▶ [CHALLENGE 1] In the article on the Cuyahoga County prosecutor race, copy word for word the passage from "One of O’Malley’s" up to and including "making these statements.".
▶ [CHALLENGE 2]
Answer these questions from the article on the Cuyahoga County prosecutor race:
(a) What share of the votes did O'Malley receive at the Jan. 6 committee meeting?
(b) What role does Ellen Kubit hold in Ahn's campaign?
(c) According to the 2017 Cleveland.com article, with which office was O'Malley working on an agreement?
▶ [CHALLENGE 3] Write the next part of the article on the Cuyahoga County prosecutor race, starting after its final sentence.
** START OF TEXT TO READ **
However, O’Malley said, “Her memory is inaccurate” and that his message has always been consistent.

In a Cleveland.com article from 2017, O’Malley said that he did not plan to revisit the case without new evidence arising. He also said that he was working on an agreement with the Ohio Attorney General’s Office to ask for a special prosecutor to take control over the case if evidence did come to light.

O’Malley told The Exponent that he had not reopened the case because new evidence had not arisen.

At the Cuyahoga County Democratic Executive Committee meeting held on Jan. 6, where the members voted on the Democratic endorsement for county prosecutor, neither candidate received the 60% vote required for a Democratic endorsement. O’Malley received 58.5% of the votes, and Ahn received 38%

O’Malley said that during the meeting, Rice was screaming at his supporters.

“She was yelling racially derogatory comments at my African American supporters, and it was very disheartening to see,” O’Malley said.

One of O’Malley’s supporters backed this up in an interview with IdeaStream Public Media, who said that Samaria Rice shouted statements such as “slave master” during the meeting. Rice also agreed to making these statements.

“I’m willing to work with the new prosecutor. I would never work with Mike O’Malley because he’s a ‘slave catcher,’” Rice told The Exponent.

Ellen Kubit, Ahn’s campaign manager, said that while she does not remember that incident occurring during the meeting, she said she does not understand O’Malley’s “obsession with Samaria.”

“It’s very confusing, especially the way he characterizes Black advocacy as somehow being intimidation,” Kubit said.

Kubit said her campaign team has also not made any promises to re-open Tamir Rice’s case.
** END OF TEXT TO READ **
** START OF SOURCE EXCERPT **
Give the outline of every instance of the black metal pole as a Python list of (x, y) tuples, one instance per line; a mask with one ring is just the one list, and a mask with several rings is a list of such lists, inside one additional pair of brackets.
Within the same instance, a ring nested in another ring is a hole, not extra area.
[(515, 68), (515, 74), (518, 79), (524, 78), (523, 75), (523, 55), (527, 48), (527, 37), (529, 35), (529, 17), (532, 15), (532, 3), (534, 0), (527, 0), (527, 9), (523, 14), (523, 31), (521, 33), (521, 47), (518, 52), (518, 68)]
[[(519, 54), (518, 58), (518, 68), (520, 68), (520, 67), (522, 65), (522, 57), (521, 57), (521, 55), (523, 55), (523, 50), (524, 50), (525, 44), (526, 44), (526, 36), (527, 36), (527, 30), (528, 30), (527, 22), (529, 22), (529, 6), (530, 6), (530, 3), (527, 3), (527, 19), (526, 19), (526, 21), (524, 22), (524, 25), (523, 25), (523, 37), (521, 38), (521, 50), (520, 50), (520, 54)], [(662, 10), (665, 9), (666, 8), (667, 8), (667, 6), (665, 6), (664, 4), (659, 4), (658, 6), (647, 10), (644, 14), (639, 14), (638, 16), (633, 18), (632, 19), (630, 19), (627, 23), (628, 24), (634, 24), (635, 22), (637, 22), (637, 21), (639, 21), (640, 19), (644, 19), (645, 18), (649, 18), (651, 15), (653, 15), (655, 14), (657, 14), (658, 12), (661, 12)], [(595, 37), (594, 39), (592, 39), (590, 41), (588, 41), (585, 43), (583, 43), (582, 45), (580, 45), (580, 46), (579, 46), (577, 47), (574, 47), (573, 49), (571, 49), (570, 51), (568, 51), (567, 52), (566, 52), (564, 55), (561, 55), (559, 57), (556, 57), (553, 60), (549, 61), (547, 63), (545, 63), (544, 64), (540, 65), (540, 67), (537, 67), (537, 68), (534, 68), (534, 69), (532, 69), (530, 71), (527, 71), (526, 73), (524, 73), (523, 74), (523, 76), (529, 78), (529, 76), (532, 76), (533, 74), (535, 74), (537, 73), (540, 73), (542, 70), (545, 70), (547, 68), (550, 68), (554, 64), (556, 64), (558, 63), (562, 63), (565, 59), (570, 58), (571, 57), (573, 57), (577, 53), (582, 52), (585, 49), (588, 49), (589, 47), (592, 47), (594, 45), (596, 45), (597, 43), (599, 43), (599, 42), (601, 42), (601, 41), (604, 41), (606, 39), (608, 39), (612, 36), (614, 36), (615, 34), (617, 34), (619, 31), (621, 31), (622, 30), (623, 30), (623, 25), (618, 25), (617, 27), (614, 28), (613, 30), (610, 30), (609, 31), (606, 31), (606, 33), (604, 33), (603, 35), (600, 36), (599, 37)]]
** END OF SOURCE EXCERPT **
▶ [RIGHT ANSWER 1]
One of O’Malley’s supporters backed this up in an interview with IdeaStream Public Media, who said that Samaria Rice shouted statements such as “slave master” during the meeting. Rice also agreed to making these statements.

▶ [RIGHT ANSWER 2]
(a) 58.5%
(b) She is Ahn's campaign manager.
(c) The Ohio Attorney General's Office

▶ [RIGHT ANSWER 3]
“We don’t make promises, ethically speaking, and as a lawyer, it is not something Matthew should do,” Kubit said.

One of Ahn’s promises that has drawn support from Samaria Rice is his promise to halt discretionary juvenile bindovers, where children can be sent to the adult court system at the request of the prosecutor.

“Don’t keep incarcerating the children,” Rice said. “It’s the school-to-prison pipeline, and we’re trying to stop it.”

As Cuyahoga County sends most children to the adult court system out of Ohio’s 88 counties, the issue of discretionary bindovers draws a distinction between what Ahn said is his “research-based” approach and O’Malley’s time in office since 2017.

Nearly all bindovers in Ohio involve Black children, and according to research conducted by the United States Department of Justice, children tried as adults are 34% more likely to commit another crime than when they are tried in juvenile court.

“I’d like to put a pause on discretionary bindovers so that we can actually understand those disparities and come up with a system that is fairer, that is more data driven and that is more evidence-based so that we can actually best hold children accountable in a way that will make sure they are not going to come before the court again,” Ahn said in a forum Thursday hosted by the Cleveland Metropolitan Bar Association.

During the forum, O’Malley said halting discretionary bindovers will violate Marsy’s law, a component of the Ohio Constitution that gives rights for the victims of crime and requires the victims to meet with the prosecutor’s staff.

“It’s basically a mandate that he will ignore the will of the victims and it’s a violation of his oath,” O’Malley said. “It’s a violation of the Constitution of the state of Ohio to tell people on the front end, ‘I will not listen to what your views are. I have already made a decision, and I have predetermined the outcome of this case.”’

However, Ahn said he does not believe that halting discretionary bindovers is a violation of the Ohio Constitution.

As O’Malley is coming in after seven years as the Cuyahoga County prosecutor and has served as an assistant county prosecutor, assistant law director, court bailiff and Cleveland City Council member, he said his approach comes from experience.

“He’s [Ahn] never been involved in any of it, so it’s easy to sit on the outside of an issue and cast judgement, but until you actually talk to victims, until you work with police officers, until you try to solve crime, until you’re trying to do any of the duties that we have, I mean, he doesn’t have a clue because he’s just never done it,” O’Malley said.

After graduating from law school, Ahn was a federal public defender in the Northern District of Ohio before becoming a visiting assistant professor at Cleveland State University College of Law.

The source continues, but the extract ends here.